◆ TASK DIRECTIONS
Copy out the part that opens with the line containing "detect:yellow blouse" and runs through the end of the material, changing "Result" to "Output" and leaving everything else as it is.

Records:
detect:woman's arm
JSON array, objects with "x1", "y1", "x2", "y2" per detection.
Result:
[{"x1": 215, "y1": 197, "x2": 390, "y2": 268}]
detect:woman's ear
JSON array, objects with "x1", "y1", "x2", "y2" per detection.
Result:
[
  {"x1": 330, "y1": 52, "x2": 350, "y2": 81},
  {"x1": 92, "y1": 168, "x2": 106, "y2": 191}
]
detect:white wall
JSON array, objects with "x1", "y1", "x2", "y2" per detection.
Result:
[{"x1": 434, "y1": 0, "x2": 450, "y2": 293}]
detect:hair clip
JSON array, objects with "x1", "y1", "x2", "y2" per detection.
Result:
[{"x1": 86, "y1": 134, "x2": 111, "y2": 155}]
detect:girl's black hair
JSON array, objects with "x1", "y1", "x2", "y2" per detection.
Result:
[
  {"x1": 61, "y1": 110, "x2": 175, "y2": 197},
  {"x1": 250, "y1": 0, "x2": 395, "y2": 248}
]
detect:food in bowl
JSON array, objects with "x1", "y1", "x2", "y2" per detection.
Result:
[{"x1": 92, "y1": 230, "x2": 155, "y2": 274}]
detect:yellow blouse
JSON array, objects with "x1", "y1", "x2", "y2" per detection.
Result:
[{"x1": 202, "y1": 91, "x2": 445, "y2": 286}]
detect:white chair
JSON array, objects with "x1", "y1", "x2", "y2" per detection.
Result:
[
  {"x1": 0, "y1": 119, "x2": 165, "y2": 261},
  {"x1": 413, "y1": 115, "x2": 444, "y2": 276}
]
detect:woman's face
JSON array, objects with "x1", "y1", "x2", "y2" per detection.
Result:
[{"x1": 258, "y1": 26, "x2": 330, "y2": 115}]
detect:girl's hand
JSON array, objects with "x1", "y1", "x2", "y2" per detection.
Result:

◆ FINISHED EXERCISE
detect:yellow blouse
JSON array, objects with "x1", "y1", "x2", "y2" per detection.
Output:
[{"x1": 202, "y1": 91, "x2": 445, "y2": 286}]
detect:white chair
JSON array, objects with "x1", "y1", "x2", "y2" per detection.
Output:
[
  {"x1": 0, "y1": 119, "x2": 165, "y2": 261},
  {"x1": 413, "y1": 115, "x2": 444, "y2": 276}
]
detect:woman's face
JSON array, objects with "x1", "y1", "x2", "y2" per detection.
Output:
[{"x1": 258, "y1": 26, "x2": 330, "y2": 115}]
detect:girl's hand
JSON array, objects with "x1", "y1", "x2", "y2" per detection.
Output:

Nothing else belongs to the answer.